**EXERCISE:** Each record should be returned exactly as it is written.
━━━ SOURCE MATERIAL ━━━
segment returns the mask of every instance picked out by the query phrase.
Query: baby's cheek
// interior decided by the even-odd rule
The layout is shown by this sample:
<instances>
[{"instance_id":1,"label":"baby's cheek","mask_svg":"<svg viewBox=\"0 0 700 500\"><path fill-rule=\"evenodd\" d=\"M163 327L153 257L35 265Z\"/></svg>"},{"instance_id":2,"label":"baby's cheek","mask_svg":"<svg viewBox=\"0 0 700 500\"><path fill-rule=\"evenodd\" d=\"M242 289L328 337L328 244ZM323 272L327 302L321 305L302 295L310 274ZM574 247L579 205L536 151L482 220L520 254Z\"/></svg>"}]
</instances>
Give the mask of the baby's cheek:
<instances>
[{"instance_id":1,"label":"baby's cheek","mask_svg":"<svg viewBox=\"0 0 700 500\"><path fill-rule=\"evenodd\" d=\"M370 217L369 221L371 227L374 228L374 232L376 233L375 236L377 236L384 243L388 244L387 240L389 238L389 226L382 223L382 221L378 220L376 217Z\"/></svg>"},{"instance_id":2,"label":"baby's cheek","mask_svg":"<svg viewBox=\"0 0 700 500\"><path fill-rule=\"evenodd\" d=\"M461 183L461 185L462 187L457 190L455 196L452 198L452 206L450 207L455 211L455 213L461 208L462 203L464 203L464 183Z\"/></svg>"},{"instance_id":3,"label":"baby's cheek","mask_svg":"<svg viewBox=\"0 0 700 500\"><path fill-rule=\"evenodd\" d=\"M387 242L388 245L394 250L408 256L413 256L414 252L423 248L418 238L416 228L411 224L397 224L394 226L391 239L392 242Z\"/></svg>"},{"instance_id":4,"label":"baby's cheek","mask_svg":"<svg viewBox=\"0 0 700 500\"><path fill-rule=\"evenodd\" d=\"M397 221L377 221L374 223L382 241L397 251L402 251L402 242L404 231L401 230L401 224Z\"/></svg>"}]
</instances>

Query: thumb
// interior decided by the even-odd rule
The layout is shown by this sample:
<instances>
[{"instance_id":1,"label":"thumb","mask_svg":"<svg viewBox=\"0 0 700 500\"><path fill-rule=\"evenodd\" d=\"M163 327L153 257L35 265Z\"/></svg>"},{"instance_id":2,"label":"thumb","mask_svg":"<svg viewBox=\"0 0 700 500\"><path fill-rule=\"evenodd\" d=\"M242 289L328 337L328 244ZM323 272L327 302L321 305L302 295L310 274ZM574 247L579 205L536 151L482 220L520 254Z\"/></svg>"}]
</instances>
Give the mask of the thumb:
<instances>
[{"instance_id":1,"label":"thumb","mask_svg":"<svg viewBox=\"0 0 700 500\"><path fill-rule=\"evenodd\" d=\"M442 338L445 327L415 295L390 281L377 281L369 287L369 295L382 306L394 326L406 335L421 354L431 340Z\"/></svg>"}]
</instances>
━━━
**ANSWER TO THIS PROBLEM:**
segment returns the mask of every instance picked out by the query phrase.
Query: baby's cheek
// interior decided by the even-odd rule
The layout is shown by this sample:
<instances>
[{"instance_id":1,"label":"baby's cheek","mask_svg":"<svg viewBox=\"0 0 700 500\"><path fill-rule=\"evenodd\" d=\"M163 327L153 257L35 265Z\"/></svg>"},{"instance_id":2,"label":"baby's cheek","mask_svg":"<svg viewBox=\"0 0 700 500\"><path fill-rule=\"evenodd\" d=\"M242 289L328 337L328 244ZM323 272L327 302L321 305L302 295L310 274ZM574 247L579 205L536 151L482 220L520 254Z\"/></svg>"}]
</instances>
Give the mask of the baby's cheek:
<instances>
[{"instance_id":1,"label":"baby's cheek","mask_svg":"<svg viewBox=\"0 0 700 500\"><path fill-rule=\"evenodd\" d=\"M370 217L369 221L371 227L374 228L374 232L376 233L375 236L377 236L384 243L388 244L387 240L389 238L389 226L382 223L382 221L378 220L376 217Z\"/></svg>"},{"instance_id":2,"label":"baby's cheek","mask_svg":"<svg viewBox=\"0 0 700 500\"><path fill-rule=\"evenodd\" d=\"M461 183L461 185L462 187L457 190L455 196L452 198L452 206L450 207L455 211L455 213L461 208L462 203L464 203L464 183Z\"/></svg>"},{"instance_id":3,"label":"baby's cheek","mask_svg":"<svg viewBox=\"0 0 700 500\"><path fill-rule=\"evenodd\" d=\"M387 242L388 245L394 250L408 256L413 256L414 252L423 248L418 238L416 228L411 224L397 224L394 226L391 239L392 242Z\"/></svg>"},{"instance_id":4,"label":"baby's cheek","mask_svg":"<svg viewBox=\"0 0 700 500\"><path fill-rule=\"evenodd\" d=\"M397 221L377 221L374 223L382 241L397 251L402 251L402 242L404 231L401 230L401 224Z\"/></svg>"}]
</instances>

Query: thumb
// interior decided by the even-odd rule
The layout is shown by this sample:
<instances>
[{"instance_id":1,"label":"thumb","mask_svg":"<svg viewBox=\"0 0 700 500\"><path fill-rule=\"evenodd\" d=\"M163 327L153 257L35 265Z\"/></svg>"},{"instance_id":2,"label":"thumb","mask_svg":"<svg viewBox=\"0 0 700 500\"><path fill-rule=\"evenodd\" d=\"M242 289L328 337L328 244ZM323 272L327 302L321 305L302 295L310 274ZM574 247L579 205L536 151L482 220L520 254Z\"/></svg>"}]
</instances>
Give the mask of the thumb:
<instances>
[{"instance_id":1,"label":"thumb","mask_svg":"<svg viewBox=\"0 0 700 500\"><path fill-rule=\"evenodd\" d=\"M442 338L445 327L415 295L390 281L377 281L369 287L369 295L382 306L394 326L406 335L421 354L431 340Z\"/></svg>"}]
</instances>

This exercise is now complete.